▶ [Problem requirements] Pull out every line of the material below that contains the string "snow" and copy each such line in full. Treat the match as case-sensitive.

▶ [Supplied material]
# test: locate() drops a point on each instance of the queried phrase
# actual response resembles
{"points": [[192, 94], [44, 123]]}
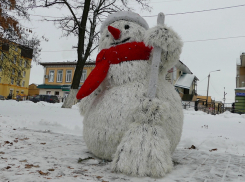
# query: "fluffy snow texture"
{"points": [[42, 137], [124, 15], [120, 123]]}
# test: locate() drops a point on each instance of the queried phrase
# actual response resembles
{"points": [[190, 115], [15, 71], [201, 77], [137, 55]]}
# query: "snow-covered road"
{"points": [[43, 142]]}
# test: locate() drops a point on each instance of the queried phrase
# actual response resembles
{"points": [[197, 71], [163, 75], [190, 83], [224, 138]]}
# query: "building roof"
{"points": [[204, 98], [63, 63], [185, 81]]}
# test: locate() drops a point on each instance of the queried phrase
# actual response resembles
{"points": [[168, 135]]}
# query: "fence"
{"points": [[210, 107]]}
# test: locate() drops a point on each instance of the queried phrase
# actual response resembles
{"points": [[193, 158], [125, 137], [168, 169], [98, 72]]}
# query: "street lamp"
{"points": [[208, 85]]}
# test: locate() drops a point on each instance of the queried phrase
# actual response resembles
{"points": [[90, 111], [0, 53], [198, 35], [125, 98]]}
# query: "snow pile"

▶ [Expected answer]
# query: "fluffy snow texture"
# query: "snow-covered road"
# query: "snow pile"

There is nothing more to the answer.